[Page excerpt]
Research  |  07th February 2017

After a powerful post-election rally, the market’s honeymoon with President Trump is looking fragile. In the month following the election, US equities rose ~6%. Since then they have traded sideways. The new leader’s rhetoric has shifted from Trump the big spender “rebuild our highways, bridges, tunnels, airports, schools, hospitals” to Trump the protectionist “Nafta has been a terrible deal, a total disaster for the United States from its inception”.

  • The Trump rally looks vulnerable, particularly as policy chatter shifts from
    building bridges to building barriers. More importantly in our opinion is
    the high bar for economic newsflow to continue to impress.
  • Parsing tweets to sniff out the next equity sell-off can easily become an
    unhealthy obsession. There have been 24 sell-offs >5% since 2000, about
    1.5 per annum. Attempting to massage portfolios for these gyrations can
    be an unhelpful distraction in our view.

[Records]

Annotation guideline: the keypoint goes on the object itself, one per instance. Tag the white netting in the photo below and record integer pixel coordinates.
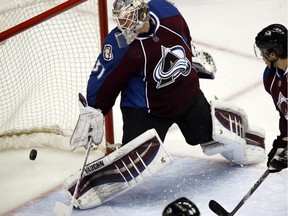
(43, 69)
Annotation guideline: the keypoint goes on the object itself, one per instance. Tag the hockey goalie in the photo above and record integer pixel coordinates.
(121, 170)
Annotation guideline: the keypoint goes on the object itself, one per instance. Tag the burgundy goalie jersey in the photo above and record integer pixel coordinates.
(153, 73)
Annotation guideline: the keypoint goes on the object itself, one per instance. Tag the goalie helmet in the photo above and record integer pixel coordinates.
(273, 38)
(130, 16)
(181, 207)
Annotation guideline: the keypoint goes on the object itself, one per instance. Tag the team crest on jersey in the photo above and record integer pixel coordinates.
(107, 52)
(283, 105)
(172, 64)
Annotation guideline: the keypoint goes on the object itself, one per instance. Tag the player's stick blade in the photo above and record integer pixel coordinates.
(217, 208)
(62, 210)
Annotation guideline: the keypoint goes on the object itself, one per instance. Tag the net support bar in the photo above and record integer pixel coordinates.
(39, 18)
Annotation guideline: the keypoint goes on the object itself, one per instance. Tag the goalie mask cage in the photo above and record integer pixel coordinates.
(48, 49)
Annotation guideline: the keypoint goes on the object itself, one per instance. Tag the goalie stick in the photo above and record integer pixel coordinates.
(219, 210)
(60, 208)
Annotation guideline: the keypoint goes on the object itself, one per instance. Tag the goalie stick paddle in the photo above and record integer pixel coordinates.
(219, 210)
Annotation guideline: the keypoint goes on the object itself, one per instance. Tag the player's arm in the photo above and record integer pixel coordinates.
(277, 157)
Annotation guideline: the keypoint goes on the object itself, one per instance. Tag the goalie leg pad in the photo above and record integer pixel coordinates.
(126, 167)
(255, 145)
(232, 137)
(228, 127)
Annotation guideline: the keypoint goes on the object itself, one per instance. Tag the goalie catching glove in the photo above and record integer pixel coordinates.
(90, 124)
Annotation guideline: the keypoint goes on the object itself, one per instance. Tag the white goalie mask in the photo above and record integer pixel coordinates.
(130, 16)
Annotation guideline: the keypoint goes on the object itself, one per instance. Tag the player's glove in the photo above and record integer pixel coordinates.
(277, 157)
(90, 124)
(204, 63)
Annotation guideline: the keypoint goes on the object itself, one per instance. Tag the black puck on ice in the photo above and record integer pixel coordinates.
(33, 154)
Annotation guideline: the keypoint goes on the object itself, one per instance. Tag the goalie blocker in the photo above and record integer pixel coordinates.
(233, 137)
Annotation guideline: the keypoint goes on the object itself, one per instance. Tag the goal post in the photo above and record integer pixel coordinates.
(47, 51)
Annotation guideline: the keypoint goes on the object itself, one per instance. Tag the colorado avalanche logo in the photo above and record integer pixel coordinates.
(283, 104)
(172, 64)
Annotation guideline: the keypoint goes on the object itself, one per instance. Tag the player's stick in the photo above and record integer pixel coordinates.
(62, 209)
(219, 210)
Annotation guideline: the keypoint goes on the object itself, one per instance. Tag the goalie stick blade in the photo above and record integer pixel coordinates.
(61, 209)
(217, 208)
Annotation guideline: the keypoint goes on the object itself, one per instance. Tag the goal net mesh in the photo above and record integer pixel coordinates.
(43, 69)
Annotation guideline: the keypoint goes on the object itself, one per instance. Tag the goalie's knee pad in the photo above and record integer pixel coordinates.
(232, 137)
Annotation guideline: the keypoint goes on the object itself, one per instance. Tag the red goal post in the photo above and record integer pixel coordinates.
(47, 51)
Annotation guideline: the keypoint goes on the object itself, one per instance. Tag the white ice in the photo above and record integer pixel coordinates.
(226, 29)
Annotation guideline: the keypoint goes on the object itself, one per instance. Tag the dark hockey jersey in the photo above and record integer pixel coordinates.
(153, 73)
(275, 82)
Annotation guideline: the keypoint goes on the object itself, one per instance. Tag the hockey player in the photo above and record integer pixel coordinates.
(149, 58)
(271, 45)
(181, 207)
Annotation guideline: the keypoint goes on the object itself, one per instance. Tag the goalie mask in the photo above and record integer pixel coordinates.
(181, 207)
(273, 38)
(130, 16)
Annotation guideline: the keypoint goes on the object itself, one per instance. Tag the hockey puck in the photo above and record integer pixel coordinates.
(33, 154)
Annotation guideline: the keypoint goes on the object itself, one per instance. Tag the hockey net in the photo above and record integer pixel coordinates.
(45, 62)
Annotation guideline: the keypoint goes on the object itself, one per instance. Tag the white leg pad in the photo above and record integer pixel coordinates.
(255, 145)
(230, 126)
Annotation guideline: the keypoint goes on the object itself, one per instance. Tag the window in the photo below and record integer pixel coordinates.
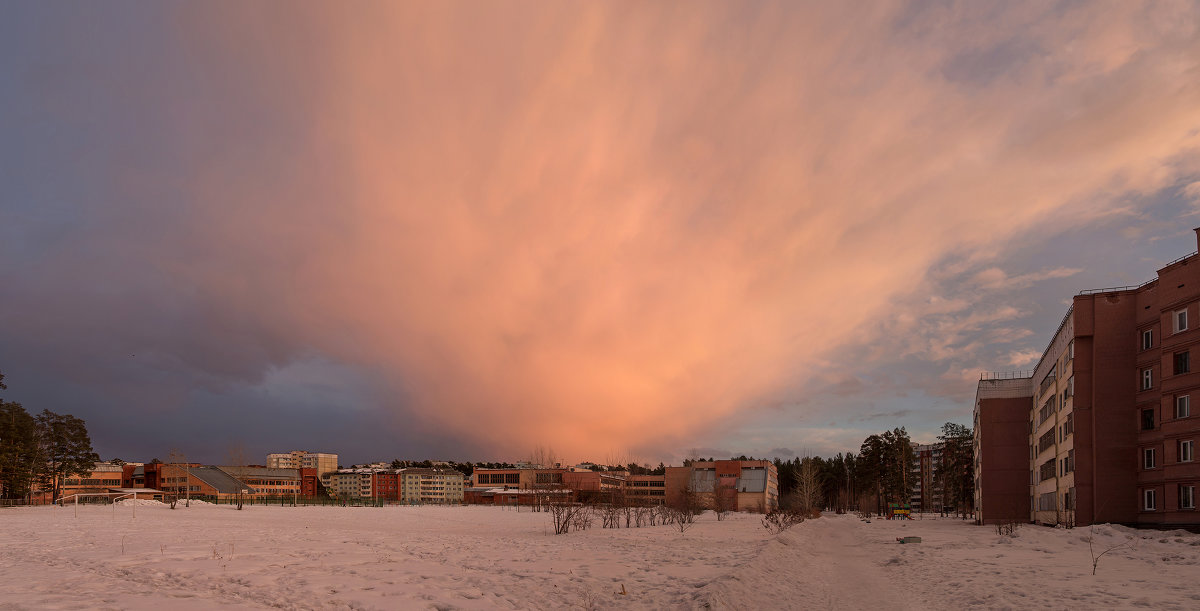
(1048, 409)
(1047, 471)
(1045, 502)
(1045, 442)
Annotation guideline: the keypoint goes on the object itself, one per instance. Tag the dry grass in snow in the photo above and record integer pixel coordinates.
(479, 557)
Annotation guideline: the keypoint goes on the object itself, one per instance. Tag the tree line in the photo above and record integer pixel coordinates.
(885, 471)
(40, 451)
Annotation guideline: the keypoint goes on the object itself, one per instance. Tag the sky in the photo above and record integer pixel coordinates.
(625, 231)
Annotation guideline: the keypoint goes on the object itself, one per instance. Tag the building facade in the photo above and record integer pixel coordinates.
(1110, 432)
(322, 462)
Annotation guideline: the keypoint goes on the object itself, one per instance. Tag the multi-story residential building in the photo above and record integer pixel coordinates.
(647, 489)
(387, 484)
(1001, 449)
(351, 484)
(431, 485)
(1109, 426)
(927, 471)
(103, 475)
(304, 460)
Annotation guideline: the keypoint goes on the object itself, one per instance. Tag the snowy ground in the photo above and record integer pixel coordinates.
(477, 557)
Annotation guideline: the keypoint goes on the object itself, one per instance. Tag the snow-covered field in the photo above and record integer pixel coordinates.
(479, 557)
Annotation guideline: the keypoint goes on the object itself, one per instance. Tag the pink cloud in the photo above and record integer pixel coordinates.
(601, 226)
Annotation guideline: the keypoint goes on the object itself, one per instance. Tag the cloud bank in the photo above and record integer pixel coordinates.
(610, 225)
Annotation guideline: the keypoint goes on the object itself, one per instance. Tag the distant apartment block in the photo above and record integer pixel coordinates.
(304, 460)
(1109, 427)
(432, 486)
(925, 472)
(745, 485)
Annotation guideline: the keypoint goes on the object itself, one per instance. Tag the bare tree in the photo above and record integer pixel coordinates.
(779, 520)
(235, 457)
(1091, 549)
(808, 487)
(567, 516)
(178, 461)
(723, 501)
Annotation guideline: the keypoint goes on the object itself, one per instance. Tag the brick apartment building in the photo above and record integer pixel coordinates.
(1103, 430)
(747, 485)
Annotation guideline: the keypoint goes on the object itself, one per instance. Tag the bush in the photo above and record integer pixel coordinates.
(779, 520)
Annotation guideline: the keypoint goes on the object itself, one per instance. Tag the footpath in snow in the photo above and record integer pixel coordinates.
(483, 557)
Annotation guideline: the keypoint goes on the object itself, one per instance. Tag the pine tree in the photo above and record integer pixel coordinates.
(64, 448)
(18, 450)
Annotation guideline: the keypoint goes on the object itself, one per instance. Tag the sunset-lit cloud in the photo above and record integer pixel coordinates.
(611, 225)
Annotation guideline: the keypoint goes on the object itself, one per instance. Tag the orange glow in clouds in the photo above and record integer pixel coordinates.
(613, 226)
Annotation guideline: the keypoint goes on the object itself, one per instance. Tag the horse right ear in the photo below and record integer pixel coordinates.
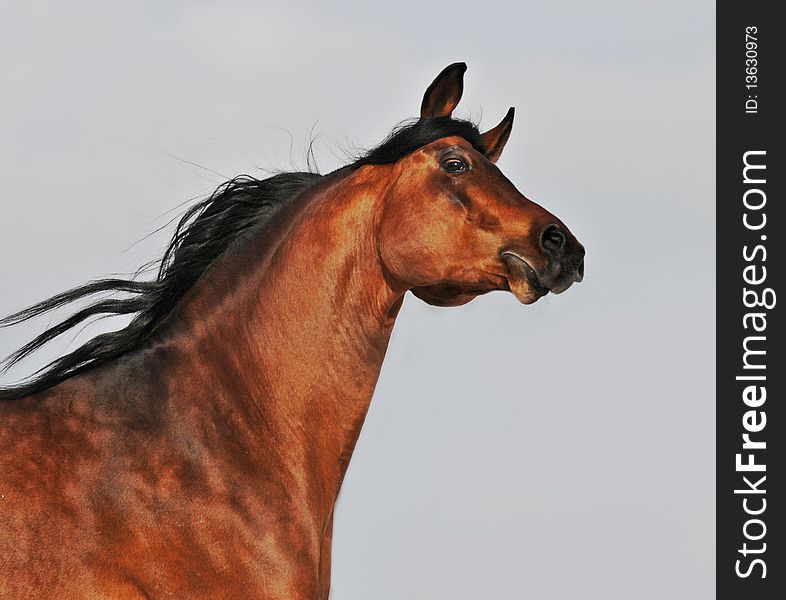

[Work order]
Carry on the market commentary on the post-election Trump rally from the point at which it stops. The records bear no relation to the market commentary on the Trump rally.

[Task result]
  • Conversely, a far healthier obsession is attempting to identify the next
    bear market, of which there have been two since 2000. Accordingly our
    focus in 2017 lies with monitoring two risks: 1. global economic downturn
    and 2. an acceleration in Federal Reserve policy tightening.
  • The New Zealand election date has been fixed at Saturday 23rd September.
    Current polling suggests the outcome will be tight, something we don’t
    think is yet on investor radars. Prior changes in Government have been a
    catalyst for equity weakness over ensuing months.